=== Given information ===
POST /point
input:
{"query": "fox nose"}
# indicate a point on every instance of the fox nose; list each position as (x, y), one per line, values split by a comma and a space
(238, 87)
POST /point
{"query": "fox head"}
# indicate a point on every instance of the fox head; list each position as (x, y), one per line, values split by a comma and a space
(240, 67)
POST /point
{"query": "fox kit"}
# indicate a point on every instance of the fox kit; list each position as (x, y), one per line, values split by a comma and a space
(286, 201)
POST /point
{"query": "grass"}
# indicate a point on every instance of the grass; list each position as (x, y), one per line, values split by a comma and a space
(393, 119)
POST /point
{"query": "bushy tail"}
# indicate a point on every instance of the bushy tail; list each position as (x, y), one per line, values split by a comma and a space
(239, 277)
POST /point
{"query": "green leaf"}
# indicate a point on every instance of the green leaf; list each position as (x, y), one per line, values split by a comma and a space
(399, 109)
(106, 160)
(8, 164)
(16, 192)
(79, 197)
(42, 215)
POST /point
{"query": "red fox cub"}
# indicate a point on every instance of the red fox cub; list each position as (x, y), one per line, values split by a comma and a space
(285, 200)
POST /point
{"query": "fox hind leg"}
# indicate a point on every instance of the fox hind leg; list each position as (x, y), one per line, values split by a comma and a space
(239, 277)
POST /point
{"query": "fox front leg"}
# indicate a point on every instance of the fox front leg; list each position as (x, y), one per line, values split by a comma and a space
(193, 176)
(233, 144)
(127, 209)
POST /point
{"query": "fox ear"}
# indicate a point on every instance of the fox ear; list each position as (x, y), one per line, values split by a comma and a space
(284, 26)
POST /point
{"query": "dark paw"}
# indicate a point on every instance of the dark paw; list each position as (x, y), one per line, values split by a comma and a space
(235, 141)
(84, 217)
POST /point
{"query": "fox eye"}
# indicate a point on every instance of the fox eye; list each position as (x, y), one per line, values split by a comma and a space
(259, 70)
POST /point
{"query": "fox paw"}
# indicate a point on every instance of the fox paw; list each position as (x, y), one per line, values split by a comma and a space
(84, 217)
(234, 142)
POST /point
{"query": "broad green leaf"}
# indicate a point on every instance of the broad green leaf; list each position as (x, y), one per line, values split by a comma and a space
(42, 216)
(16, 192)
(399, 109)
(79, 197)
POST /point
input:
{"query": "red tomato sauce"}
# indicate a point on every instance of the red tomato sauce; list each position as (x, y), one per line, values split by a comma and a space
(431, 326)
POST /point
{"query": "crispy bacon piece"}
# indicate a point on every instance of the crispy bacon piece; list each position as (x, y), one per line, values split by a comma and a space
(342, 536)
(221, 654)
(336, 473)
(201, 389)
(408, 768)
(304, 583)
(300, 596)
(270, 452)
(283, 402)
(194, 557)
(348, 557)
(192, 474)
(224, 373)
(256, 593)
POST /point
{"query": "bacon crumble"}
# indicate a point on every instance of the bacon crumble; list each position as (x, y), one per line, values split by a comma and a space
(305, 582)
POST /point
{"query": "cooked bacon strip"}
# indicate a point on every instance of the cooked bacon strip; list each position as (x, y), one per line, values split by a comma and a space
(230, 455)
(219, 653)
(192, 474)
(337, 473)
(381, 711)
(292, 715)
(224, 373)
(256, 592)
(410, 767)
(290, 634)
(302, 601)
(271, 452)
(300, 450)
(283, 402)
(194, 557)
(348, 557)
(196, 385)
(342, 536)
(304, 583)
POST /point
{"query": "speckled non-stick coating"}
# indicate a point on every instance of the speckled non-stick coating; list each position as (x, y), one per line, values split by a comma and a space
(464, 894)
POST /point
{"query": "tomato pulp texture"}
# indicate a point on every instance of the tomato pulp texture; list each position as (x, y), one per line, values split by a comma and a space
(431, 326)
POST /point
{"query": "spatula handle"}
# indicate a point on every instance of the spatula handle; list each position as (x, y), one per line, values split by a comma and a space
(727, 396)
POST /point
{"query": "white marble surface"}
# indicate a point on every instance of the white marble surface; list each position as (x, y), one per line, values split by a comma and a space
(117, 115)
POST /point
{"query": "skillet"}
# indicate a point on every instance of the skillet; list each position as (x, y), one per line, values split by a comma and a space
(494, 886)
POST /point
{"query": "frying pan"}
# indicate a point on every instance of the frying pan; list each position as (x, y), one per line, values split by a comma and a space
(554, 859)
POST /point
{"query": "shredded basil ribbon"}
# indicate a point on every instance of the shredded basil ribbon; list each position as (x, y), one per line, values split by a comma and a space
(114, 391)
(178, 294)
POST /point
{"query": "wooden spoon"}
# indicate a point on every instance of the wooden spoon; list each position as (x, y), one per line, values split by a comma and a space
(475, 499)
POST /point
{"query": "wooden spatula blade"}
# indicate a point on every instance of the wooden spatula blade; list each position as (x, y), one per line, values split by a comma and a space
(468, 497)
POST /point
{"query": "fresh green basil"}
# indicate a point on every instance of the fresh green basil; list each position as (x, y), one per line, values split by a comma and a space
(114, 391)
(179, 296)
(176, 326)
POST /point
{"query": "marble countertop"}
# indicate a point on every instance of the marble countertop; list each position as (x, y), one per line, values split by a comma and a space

=== Exercise aim ===
Return every line of the material exactly.

=== Exercise result ===
POST /point
input:
{"query": "fox nose"}
# indicate a point on every instance of the fox nose; list each position as (x, y), one per line, values split by a comma and a space
(238, 87)
POST /point
{"query": "fox head"}
# indicate a point on every instance of the fox head; list each position as (x, y), one per line, values split by a comma and a space
(240, 67)
POST /point
{"query": "fox kit"}
# indicate a point on every instance of the fox kit; list each position as (x, y), one per line, values split by a comma and a space
(286, 201)
POST /point
{"query": "grass"}
# indicate a point on every instance of the grass; list each position as (x, y), one per line, values split by a comma and a space
(393, 119)
POST /point
{"query": "bushy tail"}
# indicate a point on every instance of the bushy tail; list each position as (x, y), one per line, values split by a comma and a space
(239, 277)
POST /point
{"query": "green leaf"}
# indicate a point on every instance of the green leaf; list each position as (x, y), one per line, values split by a comma and a space
(399, 109)
(106, 160)
(8, 164)
(16, 192)
(79, 197)
(42, 215)
POST /point
{"query": "red fox cub"}
# indicate a point on every instance of the red fox cub; list each position as (x, y), one per line, values split by a comma and a space
(285, 200)
POST /point
{"query": "fox hind leg"}
# indicate a point on every instance of the fox hind leg; list each position as (x, y), one per line, values split by a comma and a space
(239, 277)
POST /point
{"query": "fox front leg"}
# indicate a point on every instance of the fox front leg; list each position as (x, y), one per line, values split by a comma and a space
(193, 176)
(233, 144)
(127, 209)
POST /point
{"query": "fox ear"}
# indicate a point on every instance of the fox ear; list each position as (x, y), one per line, values split by a comma and a space
(284, 26)
POST /point
{"query": "dark paw"}
# indicate a point on every instance of the dark paw; list each position as (x, y), one per line, values split by a comma and a space
(235, 141)
(84, 217)
POST /point
{"query": "fox eye"}
# indicate a point on every instance of the fox eye; list each position as (x, y), one per line, values split by a comma and a space
(259, 70)
POST /point
{"query": "fox paw"}
# indicate a point on every instance of the fox paw; list each position as (x, y), one per line, values split by a comma and a space
(84, 217)
(234, 142)
POST /point
{"query": "broad green leaf"}
# indicate a point on every instance of the broad green leaf; list each position as (x, y), one per line, values split by a comma and a space
(42, 216)
(16, 192)
(399, 109)
(79, 197)
POST /point
input:
{"query": "red tomato sauce"}
# indicate a point on every instance of the red tomato sauce; list each position as (x, y), one per line, values split by a comma and a space
(431, 326)
POST /point
{"query": "crispy bacon piece"}
# indicate a point on every instance of the crispy bacon piece; list each position as (x, y), one per line, values split by a comma and a space
(342, 536)
(221, 654)
(336, 473)
(201, 389)
(408, 768)
(304, 583)
(300, 596)
(270, 452)
(283, 402)
(194, 557)
(348, 557)
(192, 474)
(224, 373)
(256, 593)
POST /point
{"query": "bacon crumble"}
# indicate a point on every instance of the bacon crumble; list each position as (x, y), one per line, values split by a comma and a space
(305, 582)
POST /point
{"query": "cooked bacon strip"}
# indicate a point on every instance of the cooked bacon strip; list each position as (x, y), one per line, values split by a comma and a space
(230, 455)
(219, 653)
(192, 474)
(337, 473)
(381, 711)
(292, 715)
(224, 373)
(256, 592)
(410, 767)
(290, 634)
(302, 601)
(271, 452)
(300, 450)
(283, 402)
(194, 557)
(348, 557)
(196, 385)
(342, 536)
(304, 583)
POST /point
{"query": "speckled non-stick coating"}
# indicate a point on every instance of the speckled non-stick coating; list each position as (x, y), one per line, values split by a comma and a space
(464, 894)
POST /point
{"query": "tomato pulp texture"}
# indicate a point on every instance of the tomato pulp texture; list each position as (x, y), one per line, values split by a comma and a space
(431, 326)
POST /point
{"query": "spatula handle"}
# indicate a point on every instance of the spatula handle; list each position as (x, y), one per line, values split by a comma and a space
(727, 396)
POST /point
{"query": "white marble surface"}
# indicate a point on every instance of the white marble surface; list each position as (x, y), one per line, values split by a comma and a space
(117, 115)
POST /point
{"query": "skillet"}
# indicate a point on every instance of the skillet; list each position as (x, y), one per line, values split by a comma and a space
(494, 886)
POST /point
{"query": "frying pan"}
# indicate a point on every instance of the frying pan; list each position as (x, y), one per line, values split by a comma and a space
(554, 859)
POST /point
{"query": "shredded basil ribbon"}
# indicate a point on every instance of the shredded basil ribbon; list each position as (x, y), one per line, values split by a comma and a space
(114, 391)
(178, 294)
POST /point
{"query": "wooden spoon"}
# indicate a point on every instance of the wooden spoon; list each position as (x, y), one per line, values split by a comma and a space
(475, 499)
POST /point
{"query": "wooden spatula blade"}
# indicate a point on every instance of the wooden spatula blade; list each position as (x, y), one per line, values split by a comma and a space
(468, 497)
POST /point
{"query": "fresh green basil"}
# indicate a point on every instance of the fresh green basil; list each position as (x, y), one per line, values split by a comma and a space
(114, 391)
(179, 296)
(176, 326)
POST /point
{"query": "marble countertop"}
# indicate a point on every instance of the marble countertop; list each position as (x, y), one per line, values split by a comma and a space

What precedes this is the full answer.